START Information provided

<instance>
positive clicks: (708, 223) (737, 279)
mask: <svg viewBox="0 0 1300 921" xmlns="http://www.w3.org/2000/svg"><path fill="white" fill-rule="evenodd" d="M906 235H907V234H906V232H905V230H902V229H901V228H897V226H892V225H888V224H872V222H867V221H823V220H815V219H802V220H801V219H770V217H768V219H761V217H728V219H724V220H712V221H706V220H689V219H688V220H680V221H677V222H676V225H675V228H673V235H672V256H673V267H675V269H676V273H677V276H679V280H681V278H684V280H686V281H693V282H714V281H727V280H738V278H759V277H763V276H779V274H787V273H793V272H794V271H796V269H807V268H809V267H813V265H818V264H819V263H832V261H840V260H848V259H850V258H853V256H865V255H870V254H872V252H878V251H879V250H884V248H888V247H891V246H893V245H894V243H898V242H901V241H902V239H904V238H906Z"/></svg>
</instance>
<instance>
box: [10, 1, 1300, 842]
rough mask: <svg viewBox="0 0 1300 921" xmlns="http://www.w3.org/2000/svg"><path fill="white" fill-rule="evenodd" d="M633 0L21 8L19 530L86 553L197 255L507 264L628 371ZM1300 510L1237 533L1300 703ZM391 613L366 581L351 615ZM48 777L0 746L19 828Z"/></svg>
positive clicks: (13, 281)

END Information provided

- What you need to do
Every entry should be retyped exactly as shown.

- Response to this task
<instance>
positive clicks: (708, 223) (737, 279)
mask: <svg viewBox="0 0 1300 921" xmlns="http://www.w3.org/2000/svg"><path fill="white" fill-rule="evenodd" d="M906 235H907V234H906V232H905V230H902V229H901V228H897V226H892V225H888V224H872V222H867V221H823V220H815V219H802V220H801V219H770V217H768V219H761V217H728V219H724V220H712V221H706V220H689V219H688V220H680V221H677V222H676V225H675V228H673V235H672V256H673V267H675V269H676V273H677V276H679V280H681V278H684V280H686V281H693V282H714V281H727V280H738V278H759V277H763V276H779V274H787V273H793V272H794V271H796V269H807V268H809V267H813V265H818V264H819V263H832V261H840V260H848V259H850V258H853V256H865V255H870V254H872V252H878V251H879V250H884V248H888V247H891V246H893V245H894V243H898V242H901V241H902V239H904V238H906Z"/></svg>
</instance>
<instance>
box: [10, 1, 1300, 842]
rough mask: <svg viewBox="0 0 1300 921" xmlns="http://www.w3.org/2000/svg"><path fill="white" fill-rule="evenodd" d="M633 0L21 8L19 530L86 553L197 255L507 264L628 371ZM1300 510L1237 533L1300 703ZM391 613L366 581L351 615ZM48 777L0 746L19 828Z"/></svg>
positive clicks: (13, 281)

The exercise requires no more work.